Output the part of the records below that opens with the line containing "Target: forest" and closes with the line containing "29), (32, 30)]]" as a JSON list of strings, one per line, please, leaving out blank lines.

=== Input rows ===

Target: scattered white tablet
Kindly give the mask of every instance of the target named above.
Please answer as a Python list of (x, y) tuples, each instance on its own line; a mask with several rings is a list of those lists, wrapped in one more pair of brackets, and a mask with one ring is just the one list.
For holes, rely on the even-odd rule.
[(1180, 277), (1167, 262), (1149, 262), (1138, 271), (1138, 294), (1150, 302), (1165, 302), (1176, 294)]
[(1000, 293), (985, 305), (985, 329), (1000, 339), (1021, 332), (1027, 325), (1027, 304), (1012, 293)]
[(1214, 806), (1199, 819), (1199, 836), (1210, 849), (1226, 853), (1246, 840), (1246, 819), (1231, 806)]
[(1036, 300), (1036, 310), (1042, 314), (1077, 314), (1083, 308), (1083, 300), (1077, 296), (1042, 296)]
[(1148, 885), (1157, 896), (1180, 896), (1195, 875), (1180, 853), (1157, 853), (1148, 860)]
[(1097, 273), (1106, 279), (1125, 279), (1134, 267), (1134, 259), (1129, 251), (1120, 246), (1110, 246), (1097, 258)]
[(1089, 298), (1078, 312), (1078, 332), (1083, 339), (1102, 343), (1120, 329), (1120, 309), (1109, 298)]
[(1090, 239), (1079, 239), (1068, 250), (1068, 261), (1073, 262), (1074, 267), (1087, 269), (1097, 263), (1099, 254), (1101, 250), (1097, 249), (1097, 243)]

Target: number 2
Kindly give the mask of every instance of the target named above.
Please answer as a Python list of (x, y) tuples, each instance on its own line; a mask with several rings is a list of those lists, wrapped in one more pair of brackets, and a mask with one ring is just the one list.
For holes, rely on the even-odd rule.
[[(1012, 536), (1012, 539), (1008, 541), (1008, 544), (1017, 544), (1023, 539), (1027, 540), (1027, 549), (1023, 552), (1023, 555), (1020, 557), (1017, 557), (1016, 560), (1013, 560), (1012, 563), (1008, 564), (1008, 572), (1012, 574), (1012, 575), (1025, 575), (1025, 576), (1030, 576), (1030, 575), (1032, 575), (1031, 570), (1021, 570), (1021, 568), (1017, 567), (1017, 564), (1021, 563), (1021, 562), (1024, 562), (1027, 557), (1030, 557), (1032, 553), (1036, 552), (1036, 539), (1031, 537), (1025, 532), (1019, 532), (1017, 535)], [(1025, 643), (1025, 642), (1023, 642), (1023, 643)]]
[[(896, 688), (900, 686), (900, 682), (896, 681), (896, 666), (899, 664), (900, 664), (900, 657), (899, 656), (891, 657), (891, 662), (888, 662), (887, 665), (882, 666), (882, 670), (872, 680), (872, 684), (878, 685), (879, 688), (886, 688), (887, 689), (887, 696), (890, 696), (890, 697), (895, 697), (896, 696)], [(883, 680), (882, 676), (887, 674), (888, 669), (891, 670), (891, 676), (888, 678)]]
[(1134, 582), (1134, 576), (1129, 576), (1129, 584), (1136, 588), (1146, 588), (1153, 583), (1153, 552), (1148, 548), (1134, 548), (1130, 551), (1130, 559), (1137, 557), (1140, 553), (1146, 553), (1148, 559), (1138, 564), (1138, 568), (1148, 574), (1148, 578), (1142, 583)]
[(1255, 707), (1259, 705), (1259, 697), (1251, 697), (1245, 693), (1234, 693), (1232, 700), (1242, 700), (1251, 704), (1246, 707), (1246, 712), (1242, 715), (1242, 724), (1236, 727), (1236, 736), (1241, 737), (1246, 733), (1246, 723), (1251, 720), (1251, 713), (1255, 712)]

===
=== Input rows ===

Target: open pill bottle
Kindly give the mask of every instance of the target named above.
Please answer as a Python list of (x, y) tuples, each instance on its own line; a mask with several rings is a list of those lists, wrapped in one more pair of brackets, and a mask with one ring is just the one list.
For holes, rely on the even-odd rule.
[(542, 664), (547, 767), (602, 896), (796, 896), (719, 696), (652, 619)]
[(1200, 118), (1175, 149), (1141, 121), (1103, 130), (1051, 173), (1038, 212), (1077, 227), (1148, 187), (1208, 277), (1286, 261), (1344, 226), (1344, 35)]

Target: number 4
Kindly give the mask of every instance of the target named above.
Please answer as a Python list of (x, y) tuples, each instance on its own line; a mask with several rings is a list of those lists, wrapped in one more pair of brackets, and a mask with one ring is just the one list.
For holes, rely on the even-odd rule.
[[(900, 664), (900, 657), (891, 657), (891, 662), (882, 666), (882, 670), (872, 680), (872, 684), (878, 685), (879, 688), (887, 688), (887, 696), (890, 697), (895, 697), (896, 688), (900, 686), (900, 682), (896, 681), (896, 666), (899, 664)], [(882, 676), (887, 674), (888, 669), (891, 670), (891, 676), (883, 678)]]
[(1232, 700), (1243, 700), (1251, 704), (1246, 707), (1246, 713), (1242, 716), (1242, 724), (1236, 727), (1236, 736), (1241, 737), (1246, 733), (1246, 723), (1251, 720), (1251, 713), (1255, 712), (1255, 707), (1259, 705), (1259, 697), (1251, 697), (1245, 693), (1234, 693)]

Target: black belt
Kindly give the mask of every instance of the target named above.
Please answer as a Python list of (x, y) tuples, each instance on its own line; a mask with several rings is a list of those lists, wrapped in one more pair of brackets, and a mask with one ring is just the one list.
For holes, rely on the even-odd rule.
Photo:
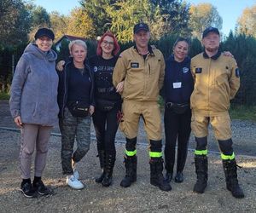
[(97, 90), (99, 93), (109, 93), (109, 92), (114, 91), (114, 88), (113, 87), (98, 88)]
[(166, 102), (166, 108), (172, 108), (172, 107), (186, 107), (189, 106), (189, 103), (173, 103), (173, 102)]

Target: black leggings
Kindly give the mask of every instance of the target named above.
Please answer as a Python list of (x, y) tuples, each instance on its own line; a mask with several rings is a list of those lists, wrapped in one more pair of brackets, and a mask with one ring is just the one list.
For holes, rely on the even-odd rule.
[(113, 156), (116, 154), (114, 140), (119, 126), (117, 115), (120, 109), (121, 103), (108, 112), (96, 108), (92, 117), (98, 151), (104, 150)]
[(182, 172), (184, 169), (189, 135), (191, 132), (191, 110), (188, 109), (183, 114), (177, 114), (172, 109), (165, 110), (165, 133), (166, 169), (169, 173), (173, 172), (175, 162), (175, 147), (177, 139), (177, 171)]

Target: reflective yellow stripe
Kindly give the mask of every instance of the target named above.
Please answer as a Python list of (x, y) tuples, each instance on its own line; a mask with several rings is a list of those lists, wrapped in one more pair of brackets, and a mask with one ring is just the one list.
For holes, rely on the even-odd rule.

===
=== Input rows ===

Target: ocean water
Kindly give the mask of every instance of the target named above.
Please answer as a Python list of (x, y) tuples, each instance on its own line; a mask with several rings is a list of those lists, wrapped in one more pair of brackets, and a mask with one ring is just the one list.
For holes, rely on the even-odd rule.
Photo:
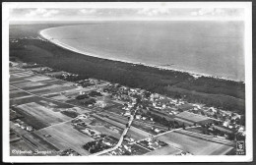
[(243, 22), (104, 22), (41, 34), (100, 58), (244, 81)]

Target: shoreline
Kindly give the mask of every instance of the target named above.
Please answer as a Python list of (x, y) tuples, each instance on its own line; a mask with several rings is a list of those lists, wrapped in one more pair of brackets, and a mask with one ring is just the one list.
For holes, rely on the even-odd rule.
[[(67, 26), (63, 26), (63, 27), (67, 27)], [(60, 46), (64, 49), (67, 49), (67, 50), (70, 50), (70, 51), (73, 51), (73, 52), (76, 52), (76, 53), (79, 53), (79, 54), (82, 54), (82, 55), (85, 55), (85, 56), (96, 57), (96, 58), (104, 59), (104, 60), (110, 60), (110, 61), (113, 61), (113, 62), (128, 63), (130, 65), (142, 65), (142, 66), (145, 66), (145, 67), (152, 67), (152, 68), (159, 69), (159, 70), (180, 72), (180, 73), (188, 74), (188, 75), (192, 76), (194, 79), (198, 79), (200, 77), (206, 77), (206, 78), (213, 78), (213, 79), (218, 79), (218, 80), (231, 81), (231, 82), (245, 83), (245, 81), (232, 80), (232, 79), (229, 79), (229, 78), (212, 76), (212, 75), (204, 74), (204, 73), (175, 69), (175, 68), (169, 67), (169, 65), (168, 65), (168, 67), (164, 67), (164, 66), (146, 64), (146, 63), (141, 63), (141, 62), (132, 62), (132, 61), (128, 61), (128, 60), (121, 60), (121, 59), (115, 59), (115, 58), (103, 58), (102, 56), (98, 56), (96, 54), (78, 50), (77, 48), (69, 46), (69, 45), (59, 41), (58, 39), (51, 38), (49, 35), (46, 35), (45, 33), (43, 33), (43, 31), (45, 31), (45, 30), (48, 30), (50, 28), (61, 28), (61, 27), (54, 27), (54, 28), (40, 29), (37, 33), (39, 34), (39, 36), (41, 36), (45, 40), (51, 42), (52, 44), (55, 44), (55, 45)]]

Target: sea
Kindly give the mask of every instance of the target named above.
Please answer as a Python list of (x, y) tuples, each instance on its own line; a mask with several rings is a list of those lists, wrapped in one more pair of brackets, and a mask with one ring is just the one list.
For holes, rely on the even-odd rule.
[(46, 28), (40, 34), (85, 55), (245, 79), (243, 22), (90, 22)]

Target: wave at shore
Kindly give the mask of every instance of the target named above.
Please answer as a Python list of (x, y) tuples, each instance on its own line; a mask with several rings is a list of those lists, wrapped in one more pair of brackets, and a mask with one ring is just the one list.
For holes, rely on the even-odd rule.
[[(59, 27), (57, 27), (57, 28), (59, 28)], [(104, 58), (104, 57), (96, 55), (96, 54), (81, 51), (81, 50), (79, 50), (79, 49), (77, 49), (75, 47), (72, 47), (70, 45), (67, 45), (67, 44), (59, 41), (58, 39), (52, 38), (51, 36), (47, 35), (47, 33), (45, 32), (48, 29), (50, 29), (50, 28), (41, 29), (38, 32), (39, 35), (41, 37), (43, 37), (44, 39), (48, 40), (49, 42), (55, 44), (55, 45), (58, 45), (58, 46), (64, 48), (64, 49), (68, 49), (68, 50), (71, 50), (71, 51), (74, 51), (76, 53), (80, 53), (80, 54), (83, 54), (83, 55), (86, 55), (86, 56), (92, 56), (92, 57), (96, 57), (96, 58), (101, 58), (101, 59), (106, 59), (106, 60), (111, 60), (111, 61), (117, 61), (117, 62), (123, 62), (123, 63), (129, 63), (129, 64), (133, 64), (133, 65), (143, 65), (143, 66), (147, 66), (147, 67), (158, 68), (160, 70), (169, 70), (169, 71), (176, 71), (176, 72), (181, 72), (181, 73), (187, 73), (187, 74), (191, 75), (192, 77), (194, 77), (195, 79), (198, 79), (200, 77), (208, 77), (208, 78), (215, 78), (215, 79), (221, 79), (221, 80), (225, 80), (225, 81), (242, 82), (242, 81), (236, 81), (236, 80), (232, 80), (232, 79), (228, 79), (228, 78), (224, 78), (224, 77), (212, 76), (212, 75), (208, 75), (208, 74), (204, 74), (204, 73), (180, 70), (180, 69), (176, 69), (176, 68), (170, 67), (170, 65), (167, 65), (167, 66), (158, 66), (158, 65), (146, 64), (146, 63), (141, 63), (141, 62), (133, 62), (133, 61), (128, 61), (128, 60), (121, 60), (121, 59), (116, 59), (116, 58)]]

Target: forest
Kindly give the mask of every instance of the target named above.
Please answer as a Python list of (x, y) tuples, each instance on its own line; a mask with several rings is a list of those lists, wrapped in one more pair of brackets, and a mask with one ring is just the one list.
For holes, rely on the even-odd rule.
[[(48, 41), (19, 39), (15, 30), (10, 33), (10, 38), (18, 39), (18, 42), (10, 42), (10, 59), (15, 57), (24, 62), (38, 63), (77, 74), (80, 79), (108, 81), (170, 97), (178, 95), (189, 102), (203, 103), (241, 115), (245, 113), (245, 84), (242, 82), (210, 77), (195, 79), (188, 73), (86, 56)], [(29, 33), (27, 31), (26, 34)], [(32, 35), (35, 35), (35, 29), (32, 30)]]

===

Output of the task ::
[
  "Target: forest",
  "Kindly give the mask of every instance of the target named above.",
  "Please answer as a Python list of (x, y) tuples, each instance on its own line; a mask with several rings is a list of those lists, wrapped in one more pair of brackets, and a mask with one ring is just the one list.",
  "For holes, rely on the even-odd rule.",
  "[[(48, 41), (19, 39), (15, 30), (10, 33), (10, 38), (18, 39), (18, 42), (10, 42), (10, 59), (15, 57), (24, 62), (38, 63), (77, 74), (80, 79), (108, 81), (170, 97), (178, 95), (189, 102), (203, 103), (241, 115), (245, 113), (245, 84), (242, 82), (210, 77), (195, 79), (188, 73), (86, 56)], [(29, 33), (27, 31), (26, 34)], [(32, 35), (35, 35), (35, 29), (32, 30)]]"
]